=== Text provided ===
Attaches an audio latent as ref_audio tokens on conditioning for speaker identity transfer. Also outputs a frozen_audio copy with noise_mask=0, ensuring Stage 1 audio passes through Stage 2 unchanged without needing a mask-by-time node.

Why use it

The LipDub pipeline needs to preserve the original speaker’s voice across both generation stages. This node handles two things in one step: it gives the model the speaker’s audio identity as reference tokens, and it freezes the audio latent so it carries forward unchanged into Stage 2.

When to use

Used once per stage in the LipDub two-stage pipeline. Stage 1 receives the VAE-encoded reference audio; Stage 2 receives the Stage 1 audio output.

Parameters

conditioning - The text conditioning to attach reference tokens to
audio_latent - The audio latent to use as reference (from VAE encode in Stage 1, or from Stage 1 output in Stage 2)

Returns

conditioning - Conditioning with ref_audio tokens prepended
frozen_audio - Audio latent with zero noise mask for pass-through

Installation & Usage

Installation

All nodes are available in the ComfyUI-LTXVideo repository.

Via ComfyUI Manager (Recommended):

Open ComfyUI Manager
Search for “ComfyUI-LTXVideo”
Click Update (if already installed) or Install
Restart ComfyUI

Manual Update:

$ cd ComfyUI/custom_nodes/ComfyUI-LTXVideo
$ git pull origin master
$ pip install -r requirements.txt

After installation/update, restart ComfyUI. The new nodes will appear under the “Lightricks” category.
=== Information supplied ===
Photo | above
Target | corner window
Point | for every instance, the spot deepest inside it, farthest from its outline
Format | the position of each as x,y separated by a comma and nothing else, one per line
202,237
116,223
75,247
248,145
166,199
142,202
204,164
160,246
===
Short problem — List every shell command that the node documentation gives under "Manual Update:". The listing is unrelated to the node documentation.

The solution —
cd ComfyUI/custom_nodes/ComfyUI-LTXVideo
git pull origin master
pip install -r requirements.txt